**Provided text:**
....................

If, on the other hand, allegro
has itself died, then the file copying
programs have died. Once you have allegro back up and are ready
to start taking data again, you can start them back up using the command
>
start_tel_util
YYYYMMDD R E 1 nlast
where YYYYMMDD, R, and E are as above. The 4th
argument is set to 1 to
advise start_tel_util
that it needs to start up the programs again, not just start up the
log
monitoring windows. nlast is very important; it is the number
of the last rotator log that was written (in /data00/encdir/YYYYMMDD).
Remember is just
the number, not the entire filename. You will have lost the
encoder log files between nlast
and the minute you restart the programs; you will have to force merging
to work around them as indicated below.
However, as long as you use the nlast
argument, the observation number should pick up where it left
off. If you forget the nlast argument, the observation number will
start again from 0 and you will have a mess on your hands (it
can be cleaned up, but you will have to consult an expert).
If allegro has not died
but you suspect that one or more of the file copying programs has died,
you can check by logging into allegro
and typing
>
check_tel_util
You will get messages indicating which processes are still
running. Proceed as follows:
- If all of the processes have died, you can restart in the same
way as you would if allegro
had died.
- If write_log has
died, the easiest thing to do is to kill the other programs and restart
everything as if allegro
had died. Just issue the command
> kill_tel_util
You will see messages indicating which programs were killed and which
were not running. Then issue the
> start_tel_util YYYYMMDD R E 1 nlast
command as you would have above. Make
sure to type the above line correctly.
- If write_log has
not died, you are better off restarting the processes by hand so the
encoder logs remain continuous. Issue whichever of the following
commands are necessary (corresponding to the processes that need to be
restarted):
>
/home/observer/src/rotator/rotator R \
>>& /data00/encdir/rotator_YYYYMMDD.log &
>
/home/observer/src/dirsync/dirsync.py \
/smb/andante/YYYYMMDD \
/data00/rawdir/YYYYMMDD \
>>& /data00/rawdir/dirsync_YYYYMMDD.log &
>
/home/observer/src/dirsync/header_copy.py \
/data/plog/YYYYMMDD \
/data00/headerdir/YYYYMMDD
>>& /data00/rawdir/dirsync_YYYYMMDD.log &
You can then restart the log monitoring windows using the
> start_tel_util YYYYMMDD R E 0
command as you would have if only the X connection had died. You
may end up with duplicate log monitoring windows, just kill the
duplicates: killing the duplicate log monitoring windows does not
affect the operation of the running programs. Make sure to type the above line correctly,
otherwise you may get unexpected behavior.

....................

Data listing

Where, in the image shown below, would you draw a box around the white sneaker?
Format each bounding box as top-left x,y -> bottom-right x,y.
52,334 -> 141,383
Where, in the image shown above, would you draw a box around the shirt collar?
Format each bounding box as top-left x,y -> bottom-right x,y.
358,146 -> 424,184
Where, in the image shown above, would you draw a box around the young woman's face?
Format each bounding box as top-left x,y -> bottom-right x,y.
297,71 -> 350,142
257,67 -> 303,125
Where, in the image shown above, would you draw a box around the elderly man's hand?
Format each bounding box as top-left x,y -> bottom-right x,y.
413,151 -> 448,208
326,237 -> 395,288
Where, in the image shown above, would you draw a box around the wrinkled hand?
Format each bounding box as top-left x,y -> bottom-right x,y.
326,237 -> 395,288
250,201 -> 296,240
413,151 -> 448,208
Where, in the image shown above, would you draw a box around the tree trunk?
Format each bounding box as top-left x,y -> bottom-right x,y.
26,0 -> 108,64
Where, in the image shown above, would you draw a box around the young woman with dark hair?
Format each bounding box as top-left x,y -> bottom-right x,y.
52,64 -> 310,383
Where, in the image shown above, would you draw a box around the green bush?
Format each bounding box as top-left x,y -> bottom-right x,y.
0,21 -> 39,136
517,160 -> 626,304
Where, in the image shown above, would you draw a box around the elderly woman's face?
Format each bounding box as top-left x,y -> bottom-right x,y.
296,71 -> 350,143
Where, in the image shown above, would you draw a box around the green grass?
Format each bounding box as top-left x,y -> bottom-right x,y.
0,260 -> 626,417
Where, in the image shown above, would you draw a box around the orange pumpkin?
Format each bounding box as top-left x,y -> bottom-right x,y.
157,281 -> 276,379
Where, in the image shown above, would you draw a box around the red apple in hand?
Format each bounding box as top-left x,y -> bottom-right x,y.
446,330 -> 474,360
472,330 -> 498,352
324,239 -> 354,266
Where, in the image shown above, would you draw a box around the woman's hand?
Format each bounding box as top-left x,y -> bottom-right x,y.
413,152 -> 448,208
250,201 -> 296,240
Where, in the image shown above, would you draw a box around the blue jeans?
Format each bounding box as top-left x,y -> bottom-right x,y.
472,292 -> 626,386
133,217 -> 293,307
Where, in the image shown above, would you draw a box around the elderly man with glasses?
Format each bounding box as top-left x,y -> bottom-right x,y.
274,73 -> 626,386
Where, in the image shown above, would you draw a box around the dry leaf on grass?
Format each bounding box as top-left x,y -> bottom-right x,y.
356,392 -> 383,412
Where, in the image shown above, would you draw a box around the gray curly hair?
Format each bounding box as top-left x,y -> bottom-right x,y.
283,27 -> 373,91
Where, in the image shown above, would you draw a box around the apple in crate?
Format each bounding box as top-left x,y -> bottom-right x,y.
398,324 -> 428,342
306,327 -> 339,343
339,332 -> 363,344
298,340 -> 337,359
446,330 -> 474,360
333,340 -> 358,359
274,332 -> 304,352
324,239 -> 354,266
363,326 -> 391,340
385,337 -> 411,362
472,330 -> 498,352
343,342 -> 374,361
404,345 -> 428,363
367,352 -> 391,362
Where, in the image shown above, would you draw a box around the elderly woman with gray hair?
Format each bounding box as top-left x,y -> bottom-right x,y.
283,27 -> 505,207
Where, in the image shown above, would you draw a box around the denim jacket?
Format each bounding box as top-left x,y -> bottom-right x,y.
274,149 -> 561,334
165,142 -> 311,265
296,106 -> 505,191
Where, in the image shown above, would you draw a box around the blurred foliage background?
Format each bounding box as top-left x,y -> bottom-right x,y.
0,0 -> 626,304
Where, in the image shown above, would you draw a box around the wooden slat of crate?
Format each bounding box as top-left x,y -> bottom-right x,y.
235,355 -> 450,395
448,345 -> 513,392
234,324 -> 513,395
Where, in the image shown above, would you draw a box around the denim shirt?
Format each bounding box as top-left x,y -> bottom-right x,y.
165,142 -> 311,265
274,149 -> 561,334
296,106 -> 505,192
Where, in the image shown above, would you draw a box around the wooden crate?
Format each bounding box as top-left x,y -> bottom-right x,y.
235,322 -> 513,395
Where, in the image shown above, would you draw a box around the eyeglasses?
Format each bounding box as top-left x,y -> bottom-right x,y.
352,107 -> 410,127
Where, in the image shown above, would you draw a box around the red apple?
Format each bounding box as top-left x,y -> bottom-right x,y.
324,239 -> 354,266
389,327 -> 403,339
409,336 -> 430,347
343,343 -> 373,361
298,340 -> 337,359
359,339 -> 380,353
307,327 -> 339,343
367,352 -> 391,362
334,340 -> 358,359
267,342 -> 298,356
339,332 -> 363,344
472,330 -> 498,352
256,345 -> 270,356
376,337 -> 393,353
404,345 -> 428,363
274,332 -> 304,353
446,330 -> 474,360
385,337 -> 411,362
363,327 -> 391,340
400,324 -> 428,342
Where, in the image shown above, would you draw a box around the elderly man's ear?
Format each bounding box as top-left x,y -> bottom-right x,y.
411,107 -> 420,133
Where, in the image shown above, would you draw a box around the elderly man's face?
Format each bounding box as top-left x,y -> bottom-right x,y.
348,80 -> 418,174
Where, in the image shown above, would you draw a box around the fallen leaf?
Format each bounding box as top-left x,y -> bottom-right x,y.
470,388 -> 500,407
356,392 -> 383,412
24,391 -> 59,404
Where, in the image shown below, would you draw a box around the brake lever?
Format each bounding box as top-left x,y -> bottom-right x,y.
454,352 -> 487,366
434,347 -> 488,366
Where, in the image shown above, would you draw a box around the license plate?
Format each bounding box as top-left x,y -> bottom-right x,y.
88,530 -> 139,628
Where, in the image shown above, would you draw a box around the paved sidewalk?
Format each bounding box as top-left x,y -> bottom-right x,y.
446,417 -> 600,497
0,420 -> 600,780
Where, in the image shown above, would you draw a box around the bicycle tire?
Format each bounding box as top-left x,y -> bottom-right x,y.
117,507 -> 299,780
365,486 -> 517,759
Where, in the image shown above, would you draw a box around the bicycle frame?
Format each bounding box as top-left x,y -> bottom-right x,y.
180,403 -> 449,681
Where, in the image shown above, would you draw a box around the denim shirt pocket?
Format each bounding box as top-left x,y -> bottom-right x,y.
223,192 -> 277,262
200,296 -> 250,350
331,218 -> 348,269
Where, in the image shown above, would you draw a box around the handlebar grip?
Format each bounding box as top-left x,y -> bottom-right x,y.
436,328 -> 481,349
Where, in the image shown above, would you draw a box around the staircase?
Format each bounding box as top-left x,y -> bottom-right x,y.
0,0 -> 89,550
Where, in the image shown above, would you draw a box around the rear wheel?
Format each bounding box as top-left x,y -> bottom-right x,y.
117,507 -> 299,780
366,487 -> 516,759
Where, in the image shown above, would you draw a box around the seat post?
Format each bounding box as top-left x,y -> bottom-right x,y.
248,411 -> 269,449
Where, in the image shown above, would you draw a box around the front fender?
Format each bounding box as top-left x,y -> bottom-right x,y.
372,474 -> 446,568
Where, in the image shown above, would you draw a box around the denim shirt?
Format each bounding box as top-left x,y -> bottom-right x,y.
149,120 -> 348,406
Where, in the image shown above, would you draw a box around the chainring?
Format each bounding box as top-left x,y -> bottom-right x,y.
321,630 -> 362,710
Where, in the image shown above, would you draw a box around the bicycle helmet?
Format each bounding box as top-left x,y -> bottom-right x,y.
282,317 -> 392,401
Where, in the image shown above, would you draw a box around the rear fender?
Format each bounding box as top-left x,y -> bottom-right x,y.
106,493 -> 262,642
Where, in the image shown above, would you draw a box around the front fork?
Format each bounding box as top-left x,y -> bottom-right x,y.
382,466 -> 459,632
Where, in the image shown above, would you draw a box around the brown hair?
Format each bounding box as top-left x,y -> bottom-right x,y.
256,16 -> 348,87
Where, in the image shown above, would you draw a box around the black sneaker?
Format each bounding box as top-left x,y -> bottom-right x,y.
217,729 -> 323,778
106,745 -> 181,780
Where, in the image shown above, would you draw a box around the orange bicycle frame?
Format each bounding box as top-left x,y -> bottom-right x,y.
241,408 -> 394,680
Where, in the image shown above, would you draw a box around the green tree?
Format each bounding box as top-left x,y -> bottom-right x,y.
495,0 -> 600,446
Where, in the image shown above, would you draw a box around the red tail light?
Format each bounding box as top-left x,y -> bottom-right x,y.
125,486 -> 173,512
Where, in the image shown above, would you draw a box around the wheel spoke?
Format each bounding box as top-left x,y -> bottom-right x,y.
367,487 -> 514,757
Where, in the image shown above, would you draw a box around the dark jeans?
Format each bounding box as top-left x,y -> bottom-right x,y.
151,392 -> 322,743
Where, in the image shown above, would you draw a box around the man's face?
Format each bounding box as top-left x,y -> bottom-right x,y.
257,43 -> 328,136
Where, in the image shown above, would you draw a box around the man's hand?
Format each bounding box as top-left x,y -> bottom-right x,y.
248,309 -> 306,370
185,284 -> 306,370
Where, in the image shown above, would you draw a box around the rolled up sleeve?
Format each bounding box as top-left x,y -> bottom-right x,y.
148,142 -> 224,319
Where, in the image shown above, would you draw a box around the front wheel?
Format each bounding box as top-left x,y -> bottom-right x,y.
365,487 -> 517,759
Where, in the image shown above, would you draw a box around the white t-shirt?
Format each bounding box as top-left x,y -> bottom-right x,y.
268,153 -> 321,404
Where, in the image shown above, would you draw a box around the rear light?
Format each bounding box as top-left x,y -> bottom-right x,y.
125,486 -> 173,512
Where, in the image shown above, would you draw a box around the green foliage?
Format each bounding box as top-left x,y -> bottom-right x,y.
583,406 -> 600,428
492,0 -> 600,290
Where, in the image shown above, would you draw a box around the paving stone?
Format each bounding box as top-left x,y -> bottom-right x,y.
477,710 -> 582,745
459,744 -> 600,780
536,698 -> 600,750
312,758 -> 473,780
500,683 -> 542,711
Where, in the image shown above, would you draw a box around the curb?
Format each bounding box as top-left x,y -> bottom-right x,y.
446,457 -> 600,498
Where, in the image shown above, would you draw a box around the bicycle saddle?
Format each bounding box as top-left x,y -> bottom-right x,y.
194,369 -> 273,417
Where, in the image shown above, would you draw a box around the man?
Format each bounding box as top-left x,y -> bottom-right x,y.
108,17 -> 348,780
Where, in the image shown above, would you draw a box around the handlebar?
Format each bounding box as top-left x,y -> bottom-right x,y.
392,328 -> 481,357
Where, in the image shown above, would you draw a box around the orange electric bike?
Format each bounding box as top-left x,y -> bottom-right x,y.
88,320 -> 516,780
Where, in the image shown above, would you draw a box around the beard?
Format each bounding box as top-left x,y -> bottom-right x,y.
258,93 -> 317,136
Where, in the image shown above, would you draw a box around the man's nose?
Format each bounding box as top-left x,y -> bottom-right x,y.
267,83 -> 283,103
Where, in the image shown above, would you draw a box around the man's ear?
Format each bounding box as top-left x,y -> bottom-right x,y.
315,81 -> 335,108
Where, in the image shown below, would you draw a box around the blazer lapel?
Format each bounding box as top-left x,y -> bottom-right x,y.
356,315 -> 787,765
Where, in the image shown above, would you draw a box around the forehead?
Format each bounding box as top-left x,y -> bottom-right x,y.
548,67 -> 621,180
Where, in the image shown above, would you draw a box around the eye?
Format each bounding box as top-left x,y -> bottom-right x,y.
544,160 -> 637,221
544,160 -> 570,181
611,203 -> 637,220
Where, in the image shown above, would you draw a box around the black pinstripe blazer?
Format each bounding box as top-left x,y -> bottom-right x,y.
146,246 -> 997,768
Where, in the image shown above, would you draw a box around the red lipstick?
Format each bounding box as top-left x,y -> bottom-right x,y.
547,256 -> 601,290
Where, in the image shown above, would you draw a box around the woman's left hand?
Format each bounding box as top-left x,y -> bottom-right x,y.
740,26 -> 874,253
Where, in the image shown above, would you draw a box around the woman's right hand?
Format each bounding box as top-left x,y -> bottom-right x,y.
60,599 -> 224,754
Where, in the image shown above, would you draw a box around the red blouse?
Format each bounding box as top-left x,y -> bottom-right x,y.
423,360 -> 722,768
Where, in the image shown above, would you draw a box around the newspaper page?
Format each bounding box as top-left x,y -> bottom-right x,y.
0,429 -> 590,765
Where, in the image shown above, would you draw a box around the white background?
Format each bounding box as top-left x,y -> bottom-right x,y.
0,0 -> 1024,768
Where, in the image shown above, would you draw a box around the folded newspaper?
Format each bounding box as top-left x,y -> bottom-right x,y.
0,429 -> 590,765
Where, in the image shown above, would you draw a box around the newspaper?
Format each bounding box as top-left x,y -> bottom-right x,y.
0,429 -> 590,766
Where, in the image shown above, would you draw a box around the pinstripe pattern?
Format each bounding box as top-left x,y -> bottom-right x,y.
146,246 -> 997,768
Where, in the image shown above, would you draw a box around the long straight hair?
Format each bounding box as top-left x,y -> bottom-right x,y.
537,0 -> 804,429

....................

**Task instructions:**
a – Summarize the restart instructions in three sentences.
b – Arrange the rows of the data listing from the line with "the handlebar grip?" to the line with "366,487 -> 516,759", both ends included, as a JSON list of strings with one string per line and blank lines omitted.
The restart instructions and the rows were drawn from separate, unrelated sources.

**Responses per task:**
a – If allegro has died, the file copying programs have died too, and once allegro is back up they are restarted with start_tel_util, setting the fourth argument to 1 and giving nlast, the number of the last rotator log written. Using nlast lets the observation number pick up where it left off, while forgetting it restarts the count from 0 and leaves a mess that requires an expert. If allegro is still running, check_tel_util shows which processes are alive: if write_log has died, the other programs are killed and everything is restarted, but otherwise the dead processes are restarted by hand so the encoder logs remain continuous, and the log monitoring windows are then restarted with start_tel_util and a fourth argument of 0.

b –
[
  "Where, in the image shown above, would you draw a box around the handlebar grip?",
  "Format each bounding box as top-left x,y -> bottom-right x,y.",
  "436,328 -> 481,349",
  "Where, in the image shown above, would you draw a box around the staircase?",
  "Format each bounding box as top-left x,y -> bottom-right x,y.",
  "0,0 -> 89,550",
  "Where, in the image shown above, would you draw a box around the rear wheel?",
  "Format each bounding box as top-left x,y -> bottom-right x,y.",
  "117,507 -> 299,780",
  "366,487 -> 516,759"
]